[start]

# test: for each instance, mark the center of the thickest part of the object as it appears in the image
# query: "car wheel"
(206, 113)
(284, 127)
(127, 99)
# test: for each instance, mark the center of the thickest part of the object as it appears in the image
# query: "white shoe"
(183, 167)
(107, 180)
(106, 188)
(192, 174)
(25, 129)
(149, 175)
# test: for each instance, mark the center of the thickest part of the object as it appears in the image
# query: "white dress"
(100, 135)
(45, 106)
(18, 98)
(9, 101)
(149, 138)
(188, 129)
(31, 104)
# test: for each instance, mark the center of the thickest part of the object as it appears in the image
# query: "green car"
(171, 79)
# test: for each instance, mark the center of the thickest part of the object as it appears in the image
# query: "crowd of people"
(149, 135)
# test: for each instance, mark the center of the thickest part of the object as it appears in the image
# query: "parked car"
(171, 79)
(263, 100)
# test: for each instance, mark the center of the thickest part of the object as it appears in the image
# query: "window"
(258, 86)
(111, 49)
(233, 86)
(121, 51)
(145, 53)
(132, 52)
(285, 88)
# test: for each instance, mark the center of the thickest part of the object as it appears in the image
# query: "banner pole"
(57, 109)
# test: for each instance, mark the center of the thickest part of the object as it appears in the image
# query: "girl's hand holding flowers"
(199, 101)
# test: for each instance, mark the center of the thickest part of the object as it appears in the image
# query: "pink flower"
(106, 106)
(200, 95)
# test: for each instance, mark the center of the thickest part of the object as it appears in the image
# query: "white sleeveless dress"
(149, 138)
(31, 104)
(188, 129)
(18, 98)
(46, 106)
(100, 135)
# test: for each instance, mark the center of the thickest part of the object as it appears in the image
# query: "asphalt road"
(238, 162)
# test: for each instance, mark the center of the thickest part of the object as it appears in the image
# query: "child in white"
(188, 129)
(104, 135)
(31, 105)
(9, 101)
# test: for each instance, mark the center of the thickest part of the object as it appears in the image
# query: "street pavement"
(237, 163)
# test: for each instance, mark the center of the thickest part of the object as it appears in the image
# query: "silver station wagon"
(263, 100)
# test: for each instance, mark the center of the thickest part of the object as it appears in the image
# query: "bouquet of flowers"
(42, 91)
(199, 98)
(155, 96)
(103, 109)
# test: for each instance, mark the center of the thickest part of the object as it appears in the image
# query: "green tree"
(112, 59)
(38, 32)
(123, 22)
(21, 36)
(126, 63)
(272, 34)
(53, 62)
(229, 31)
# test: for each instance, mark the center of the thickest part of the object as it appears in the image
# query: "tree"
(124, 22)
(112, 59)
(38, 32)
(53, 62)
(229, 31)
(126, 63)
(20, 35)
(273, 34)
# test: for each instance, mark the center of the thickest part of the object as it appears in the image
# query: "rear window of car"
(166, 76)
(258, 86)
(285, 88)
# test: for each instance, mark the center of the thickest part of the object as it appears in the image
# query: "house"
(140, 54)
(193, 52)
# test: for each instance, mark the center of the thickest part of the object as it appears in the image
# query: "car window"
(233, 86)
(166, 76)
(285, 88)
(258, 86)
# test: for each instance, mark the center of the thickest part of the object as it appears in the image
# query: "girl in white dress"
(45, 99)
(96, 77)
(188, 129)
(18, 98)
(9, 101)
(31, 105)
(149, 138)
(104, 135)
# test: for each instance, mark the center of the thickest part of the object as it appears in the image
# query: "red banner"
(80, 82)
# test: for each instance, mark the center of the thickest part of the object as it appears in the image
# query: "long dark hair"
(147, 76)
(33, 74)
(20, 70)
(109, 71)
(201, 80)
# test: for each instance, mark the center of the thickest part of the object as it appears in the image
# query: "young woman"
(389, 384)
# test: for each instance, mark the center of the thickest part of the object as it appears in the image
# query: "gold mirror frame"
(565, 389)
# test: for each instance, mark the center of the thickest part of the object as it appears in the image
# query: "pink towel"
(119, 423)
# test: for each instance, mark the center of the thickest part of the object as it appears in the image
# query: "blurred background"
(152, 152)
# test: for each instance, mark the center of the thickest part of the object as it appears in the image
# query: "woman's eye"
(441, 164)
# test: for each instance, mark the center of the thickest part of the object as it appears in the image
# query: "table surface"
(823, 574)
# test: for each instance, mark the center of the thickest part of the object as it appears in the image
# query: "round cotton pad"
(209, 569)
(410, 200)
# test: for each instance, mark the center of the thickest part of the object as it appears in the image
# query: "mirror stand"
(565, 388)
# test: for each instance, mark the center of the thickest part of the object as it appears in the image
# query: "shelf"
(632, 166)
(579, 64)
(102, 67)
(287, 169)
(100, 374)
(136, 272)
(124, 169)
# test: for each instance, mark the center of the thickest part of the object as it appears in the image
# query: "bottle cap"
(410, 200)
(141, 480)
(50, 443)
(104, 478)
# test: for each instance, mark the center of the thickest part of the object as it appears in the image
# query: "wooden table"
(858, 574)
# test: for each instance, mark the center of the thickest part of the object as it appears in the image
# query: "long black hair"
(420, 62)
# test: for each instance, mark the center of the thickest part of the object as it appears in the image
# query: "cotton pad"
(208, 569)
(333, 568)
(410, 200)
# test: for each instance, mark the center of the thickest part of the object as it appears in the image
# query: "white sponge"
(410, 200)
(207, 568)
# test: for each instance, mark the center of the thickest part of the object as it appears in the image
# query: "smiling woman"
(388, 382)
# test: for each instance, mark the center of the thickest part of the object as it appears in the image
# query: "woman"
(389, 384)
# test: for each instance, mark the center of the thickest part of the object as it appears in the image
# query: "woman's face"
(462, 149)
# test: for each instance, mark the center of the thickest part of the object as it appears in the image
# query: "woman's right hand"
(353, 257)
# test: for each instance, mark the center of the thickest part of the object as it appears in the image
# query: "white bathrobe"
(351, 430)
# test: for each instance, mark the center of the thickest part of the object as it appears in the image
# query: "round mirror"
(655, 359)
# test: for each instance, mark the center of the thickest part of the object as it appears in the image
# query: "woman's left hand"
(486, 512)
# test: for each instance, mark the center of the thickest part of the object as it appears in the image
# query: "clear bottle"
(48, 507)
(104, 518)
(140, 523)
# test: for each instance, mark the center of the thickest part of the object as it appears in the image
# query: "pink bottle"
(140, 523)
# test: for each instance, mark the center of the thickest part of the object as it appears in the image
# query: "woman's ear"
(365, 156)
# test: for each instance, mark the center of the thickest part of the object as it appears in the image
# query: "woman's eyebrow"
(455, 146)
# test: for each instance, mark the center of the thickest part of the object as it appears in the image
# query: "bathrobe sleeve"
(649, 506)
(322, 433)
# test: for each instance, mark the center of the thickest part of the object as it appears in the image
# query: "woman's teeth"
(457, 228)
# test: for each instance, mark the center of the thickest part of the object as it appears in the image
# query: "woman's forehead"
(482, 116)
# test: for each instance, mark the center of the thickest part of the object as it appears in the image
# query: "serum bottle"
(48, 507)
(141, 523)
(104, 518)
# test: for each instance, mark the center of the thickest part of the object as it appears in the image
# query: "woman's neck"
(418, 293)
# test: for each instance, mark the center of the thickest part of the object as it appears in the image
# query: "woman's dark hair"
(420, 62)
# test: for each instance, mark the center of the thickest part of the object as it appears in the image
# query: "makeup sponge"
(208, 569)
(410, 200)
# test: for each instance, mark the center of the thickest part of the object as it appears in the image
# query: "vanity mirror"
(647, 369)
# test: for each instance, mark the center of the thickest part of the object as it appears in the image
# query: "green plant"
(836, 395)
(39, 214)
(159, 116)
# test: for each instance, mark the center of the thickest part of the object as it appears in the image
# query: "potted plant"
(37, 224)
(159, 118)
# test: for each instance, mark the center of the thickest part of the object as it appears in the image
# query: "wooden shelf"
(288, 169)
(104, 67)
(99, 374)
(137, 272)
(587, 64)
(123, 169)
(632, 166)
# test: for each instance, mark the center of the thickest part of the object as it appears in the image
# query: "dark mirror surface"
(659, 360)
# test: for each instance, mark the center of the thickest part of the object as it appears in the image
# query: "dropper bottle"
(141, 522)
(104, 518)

[end]
[start]

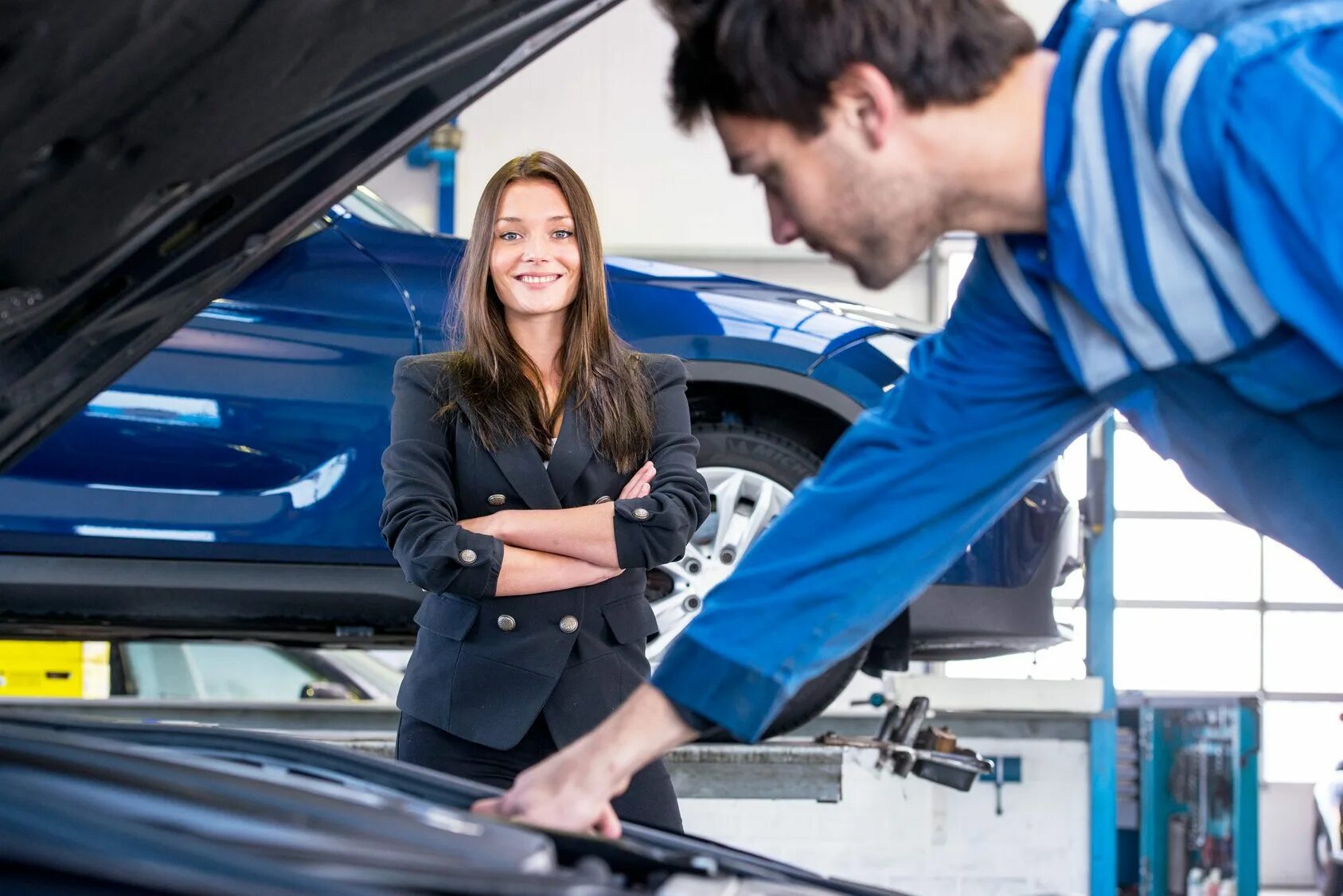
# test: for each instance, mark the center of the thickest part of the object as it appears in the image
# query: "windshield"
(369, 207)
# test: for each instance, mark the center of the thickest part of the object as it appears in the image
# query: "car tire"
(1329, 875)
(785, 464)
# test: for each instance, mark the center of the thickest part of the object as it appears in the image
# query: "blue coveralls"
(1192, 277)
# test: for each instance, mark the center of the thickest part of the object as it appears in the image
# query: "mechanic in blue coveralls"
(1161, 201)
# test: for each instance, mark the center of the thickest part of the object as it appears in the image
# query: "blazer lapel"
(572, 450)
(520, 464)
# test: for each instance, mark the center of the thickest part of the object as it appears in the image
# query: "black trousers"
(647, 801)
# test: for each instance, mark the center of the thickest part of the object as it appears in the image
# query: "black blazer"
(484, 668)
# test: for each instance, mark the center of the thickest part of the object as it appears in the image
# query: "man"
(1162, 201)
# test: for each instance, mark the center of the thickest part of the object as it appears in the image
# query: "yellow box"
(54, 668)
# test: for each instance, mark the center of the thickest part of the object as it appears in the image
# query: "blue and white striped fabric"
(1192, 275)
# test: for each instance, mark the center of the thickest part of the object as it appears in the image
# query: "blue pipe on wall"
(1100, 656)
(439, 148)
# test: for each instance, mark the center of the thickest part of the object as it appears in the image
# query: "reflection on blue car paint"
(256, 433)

[end]

» Exercise details: Tally the lines in both blocks above that contain the word "green". Reply with the number only.

» Final result: 3